# EXERCISE
Which lines of the records below contain the word "lantern"? Pull out each such line in full, treating uppercase and lowercase as different.

# RECORDS SUPPLIED
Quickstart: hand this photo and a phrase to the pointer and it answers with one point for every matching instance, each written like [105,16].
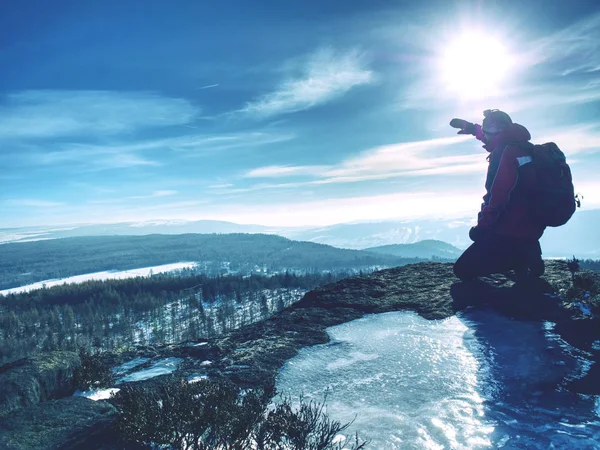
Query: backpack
[553,200]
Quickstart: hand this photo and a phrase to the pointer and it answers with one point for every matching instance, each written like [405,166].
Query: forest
[118,314]
[28,262]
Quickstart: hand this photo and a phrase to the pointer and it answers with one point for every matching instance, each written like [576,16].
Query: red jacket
[505,209]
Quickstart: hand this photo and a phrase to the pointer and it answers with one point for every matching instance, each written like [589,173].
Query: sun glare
[474,65]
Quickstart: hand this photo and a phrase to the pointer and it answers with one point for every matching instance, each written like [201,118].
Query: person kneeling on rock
[506,236]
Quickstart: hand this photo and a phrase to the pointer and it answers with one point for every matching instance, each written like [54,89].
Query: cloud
[207,87]
[584,138]
[376,207]
[94,157]
[577,47]
[155,194]
[278,171]
[32,203]
[325,76]
[56,113]
[394,160]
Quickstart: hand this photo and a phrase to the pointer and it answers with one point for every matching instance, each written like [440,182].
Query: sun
[474,65]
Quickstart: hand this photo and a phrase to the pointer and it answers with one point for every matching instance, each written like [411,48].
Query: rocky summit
[38,414]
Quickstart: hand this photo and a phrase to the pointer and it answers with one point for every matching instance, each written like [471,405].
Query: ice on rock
[127,366]
[474,381]
[161,367]
[97,394]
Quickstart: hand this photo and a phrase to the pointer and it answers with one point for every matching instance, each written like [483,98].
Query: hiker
[507,235]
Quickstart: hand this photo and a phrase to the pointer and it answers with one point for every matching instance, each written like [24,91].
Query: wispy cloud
[407,205]
[33,203]
[53,113]
[279,171]
[577,46]
[92,158]
[155,194]
[402,159]
[325,76]
[584,138]
[207,87]
[117,155]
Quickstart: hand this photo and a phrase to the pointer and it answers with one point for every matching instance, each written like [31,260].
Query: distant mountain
[424,249]
[129,229]
[22,263]
[579,237]
[375,234]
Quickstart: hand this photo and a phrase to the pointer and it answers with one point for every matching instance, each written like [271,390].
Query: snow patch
[196,378]
[97,394]
[162,367]
[127,366]
[106,275]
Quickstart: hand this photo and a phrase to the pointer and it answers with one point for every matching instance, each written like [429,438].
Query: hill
[28,262]
[424,249]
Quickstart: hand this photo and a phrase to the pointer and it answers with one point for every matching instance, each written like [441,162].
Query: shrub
[95,371]
[218,416]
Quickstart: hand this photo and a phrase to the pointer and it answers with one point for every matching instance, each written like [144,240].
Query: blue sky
[281,113]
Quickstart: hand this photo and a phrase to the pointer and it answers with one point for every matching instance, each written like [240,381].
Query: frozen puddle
[126,367]
[480,381]
[161,367]
[97,394]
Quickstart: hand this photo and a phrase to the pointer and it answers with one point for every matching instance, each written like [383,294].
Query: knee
[462,270]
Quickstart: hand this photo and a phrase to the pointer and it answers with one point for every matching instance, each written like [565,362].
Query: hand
[475,233]
[465,127]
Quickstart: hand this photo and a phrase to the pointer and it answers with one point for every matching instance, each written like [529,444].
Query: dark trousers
[499,254]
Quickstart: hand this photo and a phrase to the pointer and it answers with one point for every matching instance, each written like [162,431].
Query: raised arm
[504,183]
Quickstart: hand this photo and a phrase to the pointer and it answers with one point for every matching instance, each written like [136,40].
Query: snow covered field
[472,381]
[107,275]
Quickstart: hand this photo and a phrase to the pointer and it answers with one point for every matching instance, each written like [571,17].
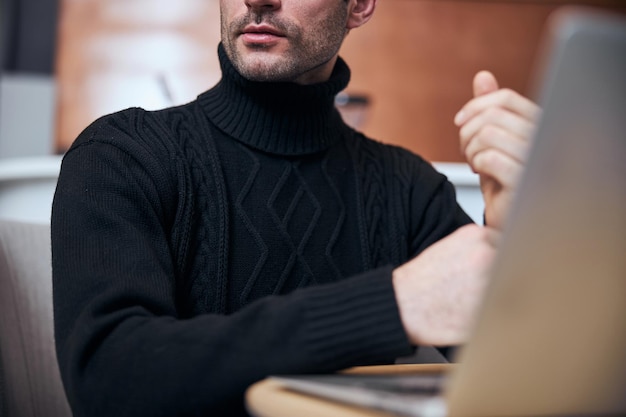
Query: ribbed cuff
[355,322]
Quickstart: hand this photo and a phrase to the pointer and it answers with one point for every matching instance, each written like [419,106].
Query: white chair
[30,383]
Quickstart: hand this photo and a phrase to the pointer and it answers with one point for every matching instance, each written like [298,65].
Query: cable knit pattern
[200,248]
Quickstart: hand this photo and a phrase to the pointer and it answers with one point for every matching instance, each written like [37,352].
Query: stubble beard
[304,53]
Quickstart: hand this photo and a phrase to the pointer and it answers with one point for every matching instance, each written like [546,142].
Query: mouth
[261,34]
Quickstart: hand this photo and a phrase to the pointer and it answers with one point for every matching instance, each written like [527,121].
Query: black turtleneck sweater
[200,248]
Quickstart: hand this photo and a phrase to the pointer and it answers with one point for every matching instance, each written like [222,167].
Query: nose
[263,4]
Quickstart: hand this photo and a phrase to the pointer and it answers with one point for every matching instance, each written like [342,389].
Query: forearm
[163,366]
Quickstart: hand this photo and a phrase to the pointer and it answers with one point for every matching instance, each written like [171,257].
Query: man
[201,248]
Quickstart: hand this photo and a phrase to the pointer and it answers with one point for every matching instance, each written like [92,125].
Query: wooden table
[268,398]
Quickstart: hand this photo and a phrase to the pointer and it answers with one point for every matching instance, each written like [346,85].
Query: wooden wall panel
[415,60]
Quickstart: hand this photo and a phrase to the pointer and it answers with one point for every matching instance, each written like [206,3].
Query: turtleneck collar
[277,117]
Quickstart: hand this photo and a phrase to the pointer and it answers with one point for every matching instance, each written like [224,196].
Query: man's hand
[439,291]
[495,130]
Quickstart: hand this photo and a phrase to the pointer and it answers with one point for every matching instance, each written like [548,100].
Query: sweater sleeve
[123,349]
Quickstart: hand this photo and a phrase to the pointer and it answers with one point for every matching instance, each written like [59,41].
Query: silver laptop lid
[551,338]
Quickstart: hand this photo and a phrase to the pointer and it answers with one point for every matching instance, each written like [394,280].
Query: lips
[261,35]
[262,29]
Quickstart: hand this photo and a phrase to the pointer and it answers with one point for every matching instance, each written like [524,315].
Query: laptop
[550,338]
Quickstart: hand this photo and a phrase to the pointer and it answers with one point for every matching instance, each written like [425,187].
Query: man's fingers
[503,98]
[484,82]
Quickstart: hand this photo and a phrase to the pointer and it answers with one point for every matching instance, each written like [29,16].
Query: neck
[279,118]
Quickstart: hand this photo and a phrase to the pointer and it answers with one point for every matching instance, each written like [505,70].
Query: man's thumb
[484,83]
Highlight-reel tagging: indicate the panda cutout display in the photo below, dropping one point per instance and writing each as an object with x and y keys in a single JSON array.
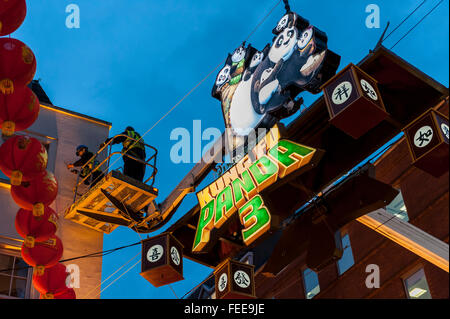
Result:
[
  {"x": 258, "y": 88},
  {"x": 223, "y": 76},
  {"x": 243, "y": 117}
]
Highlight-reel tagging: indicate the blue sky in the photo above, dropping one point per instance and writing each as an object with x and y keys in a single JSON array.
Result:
[{"x": 131, "y": 61}]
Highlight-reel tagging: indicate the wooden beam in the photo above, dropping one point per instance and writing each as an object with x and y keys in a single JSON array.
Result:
[{"x": 408, "y": 236}]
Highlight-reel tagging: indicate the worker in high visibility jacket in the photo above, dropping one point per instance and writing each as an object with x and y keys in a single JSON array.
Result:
[
  {"x": 88, "y": 164},
  {"x": 133, "y": 145}
]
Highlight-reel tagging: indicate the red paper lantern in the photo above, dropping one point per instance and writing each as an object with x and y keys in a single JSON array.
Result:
[
  {"x": 36, "y": 229},
  {"x": 12, "y": 14},
  {"x": 18, "y": 111},
  {"x": 68, "y": 293},
  {"x": 22, "y": 158},
  {"x": 36, "y": 194},
  {"x": 43, "y": 255},
  {"x": 17, "y": 65},
  {"x": 53, "y": 280}
]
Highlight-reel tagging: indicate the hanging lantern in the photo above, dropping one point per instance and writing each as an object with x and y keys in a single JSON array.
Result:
[
  {"x": 68, "y": 293},
  {"x": 43, "y": 255},
  {"x": 36, "y": 229},
  {"x": 53, "y": 281},
  {"x": 234, "y": 280},
  {"x": 36, "y": 194},
  {"x": 17, "y": 65},
  {"x": 12, "y": 14},
  {"x": 162, "y": 260},
  {"x": 22, "y": 158},
  {"x": 18, "y": 111}
]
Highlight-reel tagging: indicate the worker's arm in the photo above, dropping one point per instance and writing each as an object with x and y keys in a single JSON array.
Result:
[
  {"x": 83, "y": 160},
  {"x": 116, "y": 140}
]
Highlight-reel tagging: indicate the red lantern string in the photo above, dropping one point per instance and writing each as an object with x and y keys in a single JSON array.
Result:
[
  {"x": 18, "y": 110},
  {"x": 35, "y": 195},
  {"x": 36, "y": 229},
  {"x": 17, "y": 65},
  {"x": 43, "y": 255},
  {"x": 24, "y": 160}
]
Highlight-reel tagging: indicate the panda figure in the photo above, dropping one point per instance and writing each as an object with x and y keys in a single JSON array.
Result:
[
  {"x": 257, "y": 88},
  {"x": 267, "y": 92},
  {"x": 242, "y": 115}
]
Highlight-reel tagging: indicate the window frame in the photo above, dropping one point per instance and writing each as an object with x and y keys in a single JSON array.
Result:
[
  {"x": 28, "y": 278},
  {"x": 302, "y": 271},
  {"x": 343, "y": 234},
  {"x": 411, "y": 272}
]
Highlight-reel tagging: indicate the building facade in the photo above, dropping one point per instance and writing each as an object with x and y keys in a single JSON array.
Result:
[
  {"x": 61, "y": 131},
  {"x": 374, "y": 263},
  {"x": 423, "y": 202}
]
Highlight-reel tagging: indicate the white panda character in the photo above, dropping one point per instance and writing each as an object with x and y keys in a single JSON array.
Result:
[
  {"x": 267, "y": 88},
  {"x": 284, "y": 45},
  {"x": 256, "y": 59},
  {"x": 223, "y": 76},
  {"x": 305, "y": 38},
  {"x": 282, "y": 23},
  {"x": 238, "y": 54},
  {"x": 243, "y": 117}
]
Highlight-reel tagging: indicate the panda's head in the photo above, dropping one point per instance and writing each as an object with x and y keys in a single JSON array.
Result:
[
  {"x": 283, "y": 23},
  {"x": 305, "y": 38},
  {"x": 223, "y": 76},
  {"x": 238, "y": 54},
  {"x": 283, "y": 45},
  {"x": 256, "y": 59}
]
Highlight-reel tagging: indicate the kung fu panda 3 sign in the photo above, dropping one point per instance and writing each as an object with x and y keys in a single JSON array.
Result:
[{"x": 258, "y": 88}]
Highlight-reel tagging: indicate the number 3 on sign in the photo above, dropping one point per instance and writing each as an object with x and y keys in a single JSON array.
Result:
[{"x": 255, "y": 218}]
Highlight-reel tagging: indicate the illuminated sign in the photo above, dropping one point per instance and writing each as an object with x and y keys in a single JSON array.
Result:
[
  {"x": 258, "y": 88},
  {"x": 237, "y": 191}
]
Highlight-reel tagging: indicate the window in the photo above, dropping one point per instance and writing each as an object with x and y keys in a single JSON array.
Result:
[
  {"x": 347, "y": 257},
  {"x": 311, "y": 283},
  {"x": 5, "y": 179},
  {"x": 15, "y": 281},
  {"x": 416, "y": 286},
  {"x": 397, "y": 208},
  {"x": 247, "y": 258}
]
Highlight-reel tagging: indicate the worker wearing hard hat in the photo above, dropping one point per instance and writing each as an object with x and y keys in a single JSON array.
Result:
[
  {"x": 133, "y": 145},
  {"x": 88, "y": 164}
]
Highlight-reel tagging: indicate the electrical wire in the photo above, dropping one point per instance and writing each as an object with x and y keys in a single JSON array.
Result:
[
  {"x": 420, "y": 21},
  {"x": 117, "y": 278},
  {"x": 403, "y": 21},
  {"x": 99, "y": 285},
  {"x": 194, "y": 88},
  {"x": 93, "y": 255}
]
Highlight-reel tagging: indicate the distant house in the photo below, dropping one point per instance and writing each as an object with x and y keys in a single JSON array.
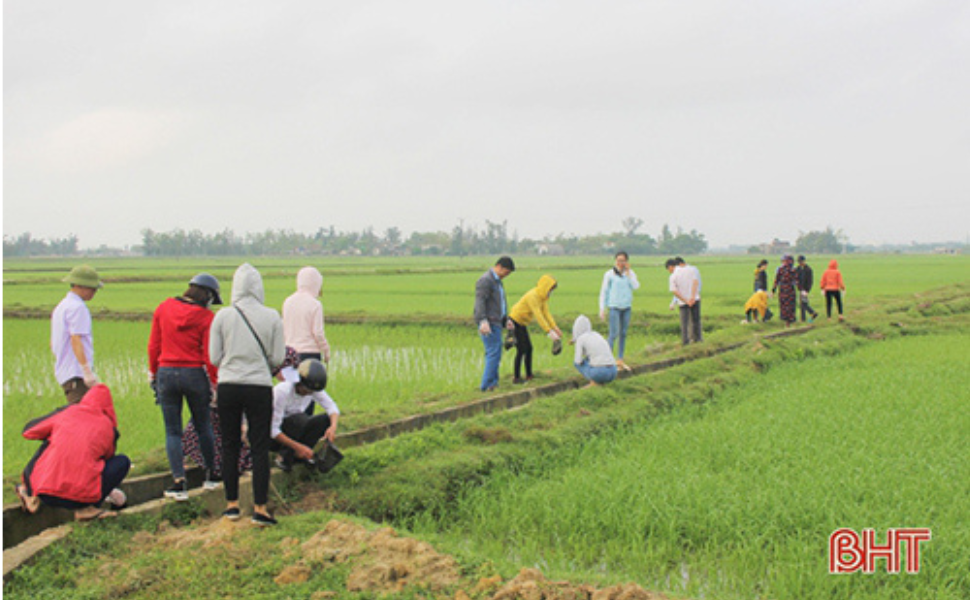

# OUTPUT FOR THIS TASK
Highlight-reel tagging: indicate the red paper lantern in the photo above, dropping one point per instance and writing each as an object with x and y keys in a single JSON array.
Highlight-reel tagging: indicate the hanging lantern in the photo above, dropping one point per instance and writing each as an object with x and y keys in a single JSON array.
Highlight-reel tagging: indicate the red lantern string in the photo above, dropping one point per instance and writing each as an object with x and y keys in a single JSON array.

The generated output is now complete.